__WHAT THE TASK REQUIRES__.
Write every record out again exactly, and keep images out of it.

__INPUT MATERIAL__.

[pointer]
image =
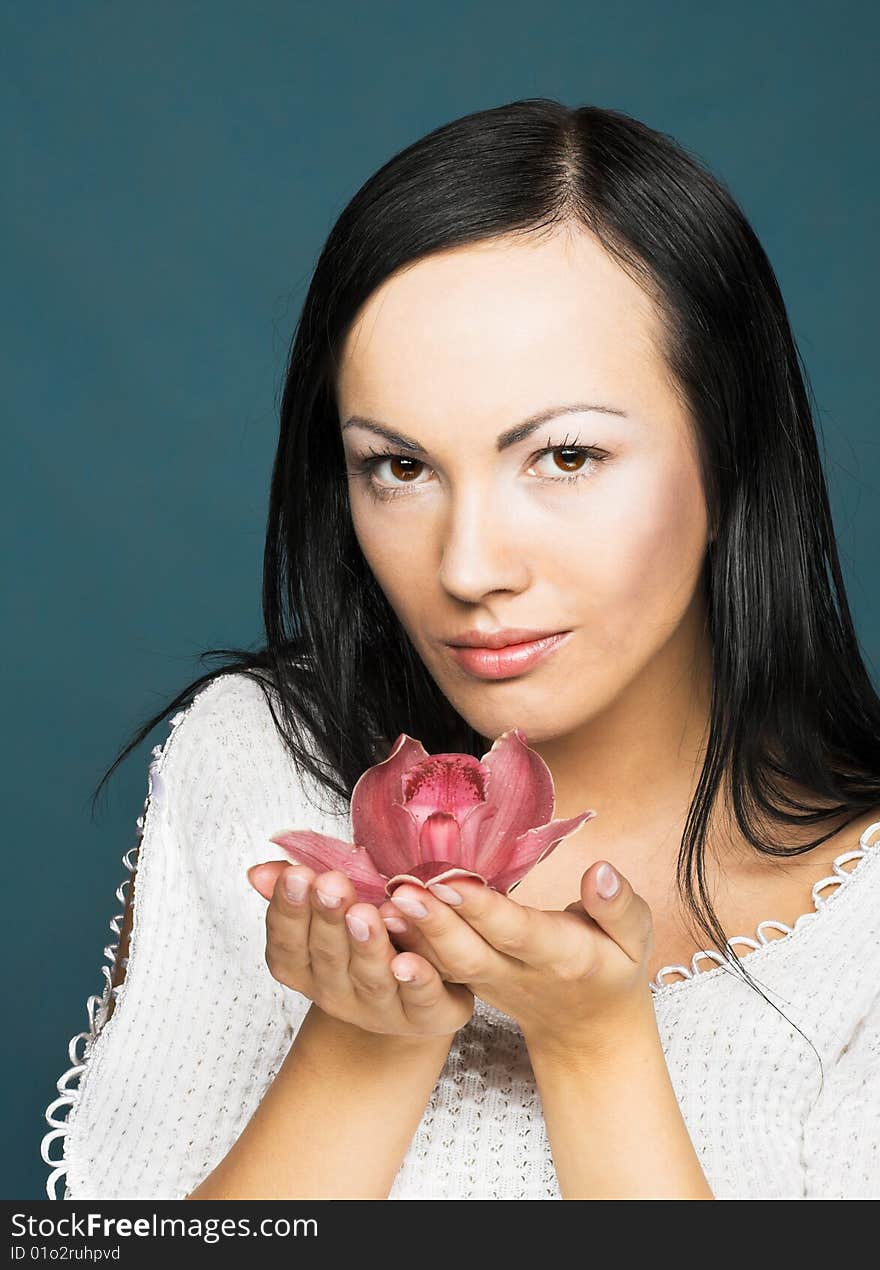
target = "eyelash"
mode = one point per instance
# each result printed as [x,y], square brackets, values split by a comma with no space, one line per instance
[384,493]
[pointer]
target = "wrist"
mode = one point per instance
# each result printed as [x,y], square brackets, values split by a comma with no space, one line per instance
[598,1042]
[373,1043]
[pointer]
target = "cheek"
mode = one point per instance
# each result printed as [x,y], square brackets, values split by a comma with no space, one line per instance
[400,560]
[648,558]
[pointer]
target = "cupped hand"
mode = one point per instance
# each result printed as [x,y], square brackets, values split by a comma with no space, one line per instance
[569,978]
[314,949]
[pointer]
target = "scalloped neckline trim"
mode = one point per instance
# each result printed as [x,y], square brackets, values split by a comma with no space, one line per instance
[840,878]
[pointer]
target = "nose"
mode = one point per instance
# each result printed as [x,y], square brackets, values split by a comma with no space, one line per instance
[481,551]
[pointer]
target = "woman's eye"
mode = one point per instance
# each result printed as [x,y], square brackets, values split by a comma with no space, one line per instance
[569,462]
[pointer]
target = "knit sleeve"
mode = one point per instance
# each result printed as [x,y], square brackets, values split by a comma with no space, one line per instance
[159,1092]
[842,1132]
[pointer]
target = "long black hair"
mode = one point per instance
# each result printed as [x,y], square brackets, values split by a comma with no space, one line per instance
[791,697]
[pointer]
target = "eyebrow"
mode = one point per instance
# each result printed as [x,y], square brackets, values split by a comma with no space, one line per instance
[507,438]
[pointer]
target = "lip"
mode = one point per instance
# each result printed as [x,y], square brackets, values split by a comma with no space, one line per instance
[508,659]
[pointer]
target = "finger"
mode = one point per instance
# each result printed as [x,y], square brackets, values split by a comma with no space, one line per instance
[459,950]
[420,988]
[329,944]
[264,876]
[514,930]
[370,954]
[393,920]
[287,918]
[624,916]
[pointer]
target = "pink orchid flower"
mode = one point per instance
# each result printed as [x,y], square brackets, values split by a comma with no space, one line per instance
[423,818]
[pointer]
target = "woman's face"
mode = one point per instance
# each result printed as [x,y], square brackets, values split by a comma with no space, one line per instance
[607,544]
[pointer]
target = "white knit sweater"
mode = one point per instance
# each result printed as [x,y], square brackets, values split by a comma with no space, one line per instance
[158,1094]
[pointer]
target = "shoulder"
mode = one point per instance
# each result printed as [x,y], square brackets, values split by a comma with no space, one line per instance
[225,768]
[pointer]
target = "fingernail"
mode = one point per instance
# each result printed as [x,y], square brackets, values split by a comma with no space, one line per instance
[445,893]
[396,923]
[412,907]
[607,883]
[295,887]
[358,927]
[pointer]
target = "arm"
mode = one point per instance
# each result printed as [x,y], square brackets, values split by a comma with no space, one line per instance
[613,1122]
[338,1118]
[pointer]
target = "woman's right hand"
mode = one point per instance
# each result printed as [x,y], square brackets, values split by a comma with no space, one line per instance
[311,949]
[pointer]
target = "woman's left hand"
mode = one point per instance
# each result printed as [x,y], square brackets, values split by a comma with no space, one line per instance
[569,978]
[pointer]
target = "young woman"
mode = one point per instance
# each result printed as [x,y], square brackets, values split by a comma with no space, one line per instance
[542,385]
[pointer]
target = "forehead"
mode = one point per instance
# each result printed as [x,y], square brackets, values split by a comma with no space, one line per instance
[495,327]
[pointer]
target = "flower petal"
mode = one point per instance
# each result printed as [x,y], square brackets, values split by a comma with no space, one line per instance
[473,831]
[445,782]
[321,852]
[533,846]
[522,789]
[391,838]
[440,838]
[434,870]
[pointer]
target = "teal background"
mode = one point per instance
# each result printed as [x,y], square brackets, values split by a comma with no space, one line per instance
[172,172]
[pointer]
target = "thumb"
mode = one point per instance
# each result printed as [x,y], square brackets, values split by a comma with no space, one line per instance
[610,899]
[264,876]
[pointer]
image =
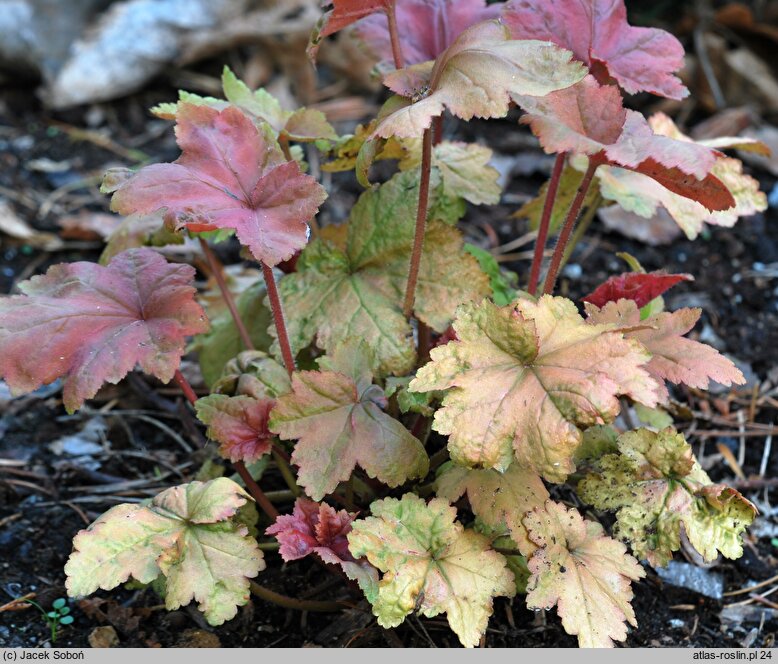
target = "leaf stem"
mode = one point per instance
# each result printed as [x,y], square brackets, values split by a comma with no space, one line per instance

__SOLUTION__.
[pointer]
image =
target = "eyelash"
mode = one point per instance
# each result printed as [x,y], square brackets, values split by a comma with no space, one line per instance
[384,493]
[pointer]
target = "wrist"
mode = one point per instance
# each result printed as [x,y], square brackets, values split by a comma with no space, one line per instance
[598,1042]
[373,1043]
[pointer]
target = "cheek"
mode = one point per instance
# each result printed as [x,y], square brackets, values split by a comma with no space, one line per instance
[400,560]
[648,558]
[pointer]
target = "cupped hand"
mode = one point per instance
# each result printed as [x,y], square brackets, values split by a comma with no space, one line per instance
[569,978]
[314,949]
[pointer]
target = "scalloped neckline trim"
mode = one point per instance
# each result printed as [x,y], square brackets, values split by a comma with no space, one line per instance
[840,878]
[pointer]
target = "nose"
mode = one point per instance
# each result printed as [x,y], square brackets, values split by a comma with no space, one line per instance
[481,551]
[pointer]
target = "woman's eye"
mode = one point per instance
# each result printed as [x,y], square brackets, values split by a comma with no space, one line per instance
[569,462]
[pointer]
target = "knit sleeve"
mode = one point per instance
# each result printed as [x,y], square brackets, values split by a comma with no space, one line per instance
[159,1092]
[842,1132]
[pointer]
target = "long black hair"
mode = one point per instance
# each result printed as [x,y], square brackets, values split by a comma with no space, one line per instance
[791,697]
[pointer]
target = "eyebrow"
mode = one point per instance
# each result printed as [x,y], square brackets, values split by a comma with no space, one line per instance
[507,438]
[pointer]
target = "lip"
mode = one point per instance
# each result printed as [x,y], square brackets, values split by a comma with no space, one line per instance
[508,659]
[pointer]
target = "finger"
mode = one point per instance
# each result printed as [x,y], square brackets, values split by a comma with no space, one line per instance
[459,950]
[420,988]
[329,944]
[264,876]
[514,930]
[370,954]
[393,920]
[287,918]
[624,916]
[pointer]
target = "pink orchid flower"
mode = one point per instance
# each result printed as [x,y], square brackets, values split by a comma with no space, one line per instance
[423,818]
[pointer]
target = "woman's face"
mode = one point per instance
# each result printed as [x,y], square brackets, values split by a comma with no space, one line per instance
[607,544]
[pointer]
target = "white knit sweater"
mode = one point per instance
# each result printed as [x,y], square brackets, values split by a comma with no space, one line per instance
[158,1094]
[pointer]
target = "shoulder"
mode = one point per instance
# each result printed as [x,y], square brackets, values split by a comma with no space, one line per instance
[225,768]
[pointer]
target = "fingernail"
mode = one point per instance
# each result printed as [x,y], square brackets, values split by a comma with no space, one line per instance
[445,893]
[396,923]
[412,907]
[607,883]
[295,887]
[358,927]
[pointer]
target = "arm"
mode = one point per instance
# each result printed as [x,y], square brackets, values split by a comma with no space, one line per instance
[613,1122]
[338,1118]
[pointer]
target = "woman's right hand"
mode = one point per instance
# each result printed as [x,y], square brackets, values split by a comma with no space, one line per instance
[311,949]
[pointer]
target = "woman's left hand"
mode = one point per instance
# each result printed as [x,y], square brackets, values split by a comma with no space, one line per instance
[569,978]
[pointer]
target = "young woman"
mode = one point per instance
# each result printed as [x,y], square brackets, values split by a comma with no space, one line per instance
[542,385]
[pointer]
target = "forehead"
mode = one point per instance
# each result printed as [x,y], square brackets, values split by a comma with no space, one line per instance
[495,327]
[pointer]
target = "flower petal"
mode = one point per instance
# each result printed as [x,y], square brackets, values split by a comma with no space, one line per instance
[473,831]
[445,782]
[321,852]
[533,846]
[522,789]
[391,838]
[440,838]
[434,870]
[pointer]
target = "teal background"
mode = one point per instance
# each result printed as [x,y], square brackets, values split by a comma with no space, one line per instance
[172,172]
[pointer]
target = "thumb"
mode = one point per instance
# each result printed as [x,y], square brackets, values split by a comma with no space, one line per instance
[610,899]
[264,876]
[pointer]
image =
target = "leaf stem"
mode = one point per instance
# each result printed as [x,y], square brackets, values split by a comma with no space, one line per instance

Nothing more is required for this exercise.